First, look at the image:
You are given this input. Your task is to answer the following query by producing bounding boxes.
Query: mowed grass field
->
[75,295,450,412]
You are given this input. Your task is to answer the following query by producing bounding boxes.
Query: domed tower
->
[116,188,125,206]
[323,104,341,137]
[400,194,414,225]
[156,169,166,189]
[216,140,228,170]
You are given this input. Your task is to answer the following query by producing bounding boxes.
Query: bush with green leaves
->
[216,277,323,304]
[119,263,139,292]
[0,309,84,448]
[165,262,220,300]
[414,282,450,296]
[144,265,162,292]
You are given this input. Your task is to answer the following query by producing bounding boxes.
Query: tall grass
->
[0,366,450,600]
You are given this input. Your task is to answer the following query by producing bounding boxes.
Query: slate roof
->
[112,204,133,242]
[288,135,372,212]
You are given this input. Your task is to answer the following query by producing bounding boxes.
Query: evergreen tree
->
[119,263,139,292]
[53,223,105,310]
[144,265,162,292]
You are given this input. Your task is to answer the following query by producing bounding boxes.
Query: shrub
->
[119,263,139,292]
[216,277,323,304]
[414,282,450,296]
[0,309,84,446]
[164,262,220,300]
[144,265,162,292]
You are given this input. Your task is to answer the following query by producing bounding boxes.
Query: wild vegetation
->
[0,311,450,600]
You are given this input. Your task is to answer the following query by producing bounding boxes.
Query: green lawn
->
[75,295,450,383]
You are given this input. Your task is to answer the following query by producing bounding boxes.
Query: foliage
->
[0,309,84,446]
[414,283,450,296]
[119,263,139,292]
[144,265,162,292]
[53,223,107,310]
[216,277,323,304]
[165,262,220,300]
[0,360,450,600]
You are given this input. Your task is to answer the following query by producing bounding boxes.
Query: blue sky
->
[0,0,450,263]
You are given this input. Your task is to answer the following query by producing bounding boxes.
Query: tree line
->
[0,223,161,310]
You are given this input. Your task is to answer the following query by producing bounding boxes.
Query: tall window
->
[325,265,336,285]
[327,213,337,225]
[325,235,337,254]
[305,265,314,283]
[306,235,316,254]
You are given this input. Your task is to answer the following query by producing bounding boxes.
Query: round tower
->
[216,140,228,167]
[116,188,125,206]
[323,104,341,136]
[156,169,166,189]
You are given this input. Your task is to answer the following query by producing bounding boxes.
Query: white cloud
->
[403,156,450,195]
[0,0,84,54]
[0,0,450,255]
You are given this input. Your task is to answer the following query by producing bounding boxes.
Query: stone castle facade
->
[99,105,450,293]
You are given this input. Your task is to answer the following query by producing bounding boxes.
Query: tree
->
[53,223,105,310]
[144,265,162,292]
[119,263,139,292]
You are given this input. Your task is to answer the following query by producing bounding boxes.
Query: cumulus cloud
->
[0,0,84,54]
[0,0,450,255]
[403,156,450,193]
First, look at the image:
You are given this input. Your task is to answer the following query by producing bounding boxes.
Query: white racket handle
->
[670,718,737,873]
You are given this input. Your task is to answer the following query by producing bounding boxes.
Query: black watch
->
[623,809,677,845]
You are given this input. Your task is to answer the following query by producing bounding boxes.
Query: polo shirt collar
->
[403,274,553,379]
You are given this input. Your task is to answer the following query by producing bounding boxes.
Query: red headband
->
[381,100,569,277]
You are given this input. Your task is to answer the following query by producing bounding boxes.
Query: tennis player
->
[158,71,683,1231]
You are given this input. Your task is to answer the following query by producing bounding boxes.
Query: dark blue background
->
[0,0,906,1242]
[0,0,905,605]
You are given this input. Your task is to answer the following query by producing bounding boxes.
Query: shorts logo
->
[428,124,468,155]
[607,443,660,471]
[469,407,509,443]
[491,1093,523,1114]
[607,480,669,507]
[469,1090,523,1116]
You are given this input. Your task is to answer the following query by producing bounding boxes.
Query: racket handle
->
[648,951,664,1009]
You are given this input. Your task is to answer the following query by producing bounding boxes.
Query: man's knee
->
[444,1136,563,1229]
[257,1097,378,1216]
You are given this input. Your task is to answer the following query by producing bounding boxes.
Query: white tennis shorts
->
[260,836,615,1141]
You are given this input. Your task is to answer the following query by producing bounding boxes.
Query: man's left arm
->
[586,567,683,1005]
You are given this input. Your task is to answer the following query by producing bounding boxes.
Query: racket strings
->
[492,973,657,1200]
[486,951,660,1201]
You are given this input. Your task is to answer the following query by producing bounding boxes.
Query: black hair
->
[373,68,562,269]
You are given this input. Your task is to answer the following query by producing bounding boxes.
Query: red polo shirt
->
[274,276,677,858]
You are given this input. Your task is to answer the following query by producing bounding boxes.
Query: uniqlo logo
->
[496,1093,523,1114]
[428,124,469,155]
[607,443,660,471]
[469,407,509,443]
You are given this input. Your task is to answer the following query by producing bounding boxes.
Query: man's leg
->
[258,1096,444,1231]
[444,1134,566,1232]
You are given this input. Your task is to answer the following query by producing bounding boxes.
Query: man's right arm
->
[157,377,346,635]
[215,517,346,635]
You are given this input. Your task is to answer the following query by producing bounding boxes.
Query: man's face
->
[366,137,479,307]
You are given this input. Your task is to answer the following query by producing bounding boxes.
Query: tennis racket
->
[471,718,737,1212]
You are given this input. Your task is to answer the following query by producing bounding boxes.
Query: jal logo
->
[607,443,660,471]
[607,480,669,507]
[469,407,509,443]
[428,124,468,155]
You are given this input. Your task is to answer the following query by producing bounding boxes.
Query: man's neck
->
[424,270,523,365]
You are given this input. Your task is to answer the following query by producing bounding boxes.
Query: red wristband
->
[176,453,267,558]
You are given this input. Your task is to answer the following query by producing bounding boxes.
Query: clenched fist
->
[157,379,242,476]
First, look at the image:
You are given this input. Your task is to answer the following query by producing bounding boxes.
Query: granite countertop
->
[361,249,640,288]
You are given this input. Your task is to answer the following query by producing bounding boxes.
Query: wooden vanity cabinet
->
◇ ◇ ◇ ◇ ◇
• AIM
Rewrite all of the items above as a numbered list, leaving out any blank lines.

• RESULT OF THE TASK
1. First, look at the image:
2. You are given this input. Your task is to answer the following query by producing bounding boxes.
3. Query: mowed grass field
4. ->
5. [75,295,450,412]
6. You are given this input. Your task is to answer the following query by producing bounding boxes.
7. Query: domed tower
8. ->
9. [116,188,125,206]
10. [323,104,341,137]
11. [400,194,414,225]
12. [156,169,166,189]
13. [216,140,228,170]
14. You are given this input. Your task is to answer the following query by producing bounding boxes.
15. Query: bush with green leaves
16. ->
17. [216,277,323,304]
18. [119,263,139,292]
19. [0,309,84,448]
20. [165,262,220,300]
21. [414,282,450,296]
22. [144,265,162,292]
23. You are given this input. Your task is to answer the following query by producing bounding boxes.
24. Query: tall grass
25. ->
26. [0,366,450,600]
27. You are given this input. Your task is to answer the following query by producing bounding boxes.
28. Query: slate roof
29. ->
30. [112,204,133,242]
31. [288,135,372,212]
32. You are given this input. Your task is to answer the following query by producing bounding boxes.
33. Query: evergreen tree
34. ->
35. [119,263,139,292]
36. [53,223,105,310]
37. [144,265,162,292]
38. You are given this input. Your task is to answer the following query by producing bounding boxes.
39. Query: shrub
40. ->
41. [119,263,139,292]
42. [216,277,323,304]
43. [414,282,450,296]
44. [0,309,84,446]
45. [164,262,220,300]
46. [144,265,162,292]
47. You are given this input. Your task is to answer the following query by producing bounding boxes.
48. Query: wild vegetation
49. ->
50. [0,311,450,600]
51. You are given this input. Your task is to answer the following query by producing bounding boxes.
52. Query: green lawn
53. ->
54. [75,295,450,383]
55. You are given this input. Your task is to answer the following query by producing bounding boxes.
56. Query: foliage
57. ->
58. [0,309,84,446]
59. [414,283,450,296]
60. [119,263,139,292]
61. [144,265,162,292]
62. [53,223,107,310]
63. [216,277,323,304]
64. [165,262,220,300]
65. [0,360,450,600]
66. You are given this input. Your task is to answer the following query by producing bounding boxes.
67. Query: blue sky
68. ->
69. [0,0,450,263]
70. You are given this input. Your task is to answer the following query by producing bounding boxes.
71. Query: tree line
72. ->
73. [0,223,161,310]
74. You are given this input. Your task is to answer the following query by producing bounding boxes.
75. Query: tall window
76. ->
77. [325,265,336,285]
78. [327,213,337,225]
79. [325,235,337,254]
80. [305,265,314,283]
81. [306,235,316,254]
82. You are given this input. Your task is to answer the following query by producing bounding boxes.
83. Query: round tower
84. ->
85. [216,140,228,167]
86. [116,188,125,206]
87. [323,104,341,136]
88. [156,169,166,189]
89. You are given this input. Your task is to answer the following query by producing bounding boxes.
90. Query: white cloud
91. ->
92. [403,156,450,195]
93. [0,0,84,54]
94. [0,0,450,255]
95. You are given this input. Your task is to answer the following query by producing bounding boxes.
96. Query: stone castle facade
97. ->
98. [99,105,450,293]
99. You are given this input. Your task is to answer the following query by producing bounding boxes.
100. Query: tree
101. ->
102. [53,223,105,310]
103. [144,265,162,292]
104. [119,263,139,292]
105. You are given this input. Your task is to answer the following query by producing bounding boxes.
106. Query: cumulus cloud
107. ->
108. [0,0,84,54]
109. [0,0,450,255]
110. [403,156,450,193]
111. First, look at the image:
112. You are given this input. Your task is to answer the following query by producing bounding boxes.
113. Query: white racket handle
114. ->
115. [670,718,737,873]
116. You are given this input. Your task is to answer the following query by producing bounding boxes.
117. Query: black watch
118. ->
119. [623,809,677,845]
120. You are given this input. Your task is to answer the following query by producing bounding boxes.
121. Query: polo shirt collar
122. ->
123. [403,274,553,379]
124. You are given this input. Your task is to answer the following query by producing bounding boxes.
125. Query: red headband
126. ->
127. [381,100,569,277]
128. You are given this input. Your task is to answer the following query by producing bounding boxes.
129. Query: tennis player
130. ->
131. [158,71,683,1231]
132. You are given this input. Your task is to answer the following query by producing bounding boxes.
133. Query: dark blue background
134. ->
135. [0,0,906,1242]
136. [0,0,905,605]
137. You are given this input. Your task is to answer the following query by producing bounding boxes.
138. Query: shorts logo
139. ->
140. [428,124,468,155]
141. [607,443,660,471]
142. [469,407,509,443]
143. [491,1093,523,1114]
144. [607,480,669,507]
145. [469,1090,523,1116]
146. You are given this input. Your task is to answer the following query by producing bounding boxes.
147. Query: racket handle
148. ->
149. [648,951,664,1009]
150. You are given this input. Your task is to answer the following query by producing bounding boxes.
151. Query: man's knee
152. ->
153. [444,1136,563,1229]
154. [257,1097,378,1216]
155. You are given this input. Your task is to answer the following query by producing bounding boxes.
156. Query: white tennis shorts
157. ->
158. [260,836,615,1141]
159. You are given this input. Your task is to answer the following query by producing bounding boxes.
160. Query: man's left arm
161. ->
162. [586,567,683,1005]
163. You are given this input. Your task is to answer the following query by producing bounding boxes.
164. Query: racket strings
165. ->
166. [492,973,657,1200]
167. [486,951,660,1201]
168. You are given this input. Your task is to answer the following query by producing bounding boxes.
169. Query: black hair
170. ->
171. [373,68,562,269]
172. You are given this input. Your task is to answer the following query by producing bounding boxes.
173. Query: red polo shirt
174. ->
175. [274,276,677,858]
176. You are given this input. Your task is to answer the following query by producing bounding boxes.
177. Query: uniqlo logo
178. ->
179. [496,1093,523,1114]
180. [428,124,469,155]
181. [607,443,660,471]
182. [469,407,509,443]
183. You are given this input. Your task is to answer the following query by producing bounding boxes.
184. Query: man's leg
185. ->
186. [258,1096,444,1231]
187. [444,1134,566,1232]
188. You are given this input. Your task is to answer the following query by producing bounding boxes.
189. Query: man's right arm
190. ->
191. [157,377,346,635]
192. [215,517,346,635]
193. You are given this input. Your task is to answer the following query by producing bounding boxes.
194. Query: man's face
195. ->
196. [366,137,479,307]
197. You are given this input. Your task is to answer the following query by producing bounding boxes.
198. Query: tennis racket
199. ->
200. [471,718,737,1212]
201. You are given this input. Your task is to answer the following query by producing bounding boxes.
202. Query: jal logo
203. ->
204. [607,443,660,471]
205. [607,480,669,507]
206. [469,407,509,443]
207. [428,124,468,155]
208. You are given this input. Your task is to answer the following query by producing bounding boxes.
209. Query: man's neck
210. ->
211. [424,270,523,365]
212. You are given this input. Your task is to answer the following query by producing bounding boxes.
213. Query: red wristband
214. ->
215. [176,453,267,558]
216. You are given this input. Your task is to answer the following query by producing bounding boxes.
217. Query: clenched fist
218. ->
219. [157,379,242,476]
220. First, look at the image:
221. You are given this input. Your task is to answer the following query by producing bounding boxes.
222. Query: granite countertop
223. ->
224. [361,249,640,288]
225. You are given this input. Your task is to answer the following query by producing bounding boxes.
226. Query: wooden vanity cabinet
227. ->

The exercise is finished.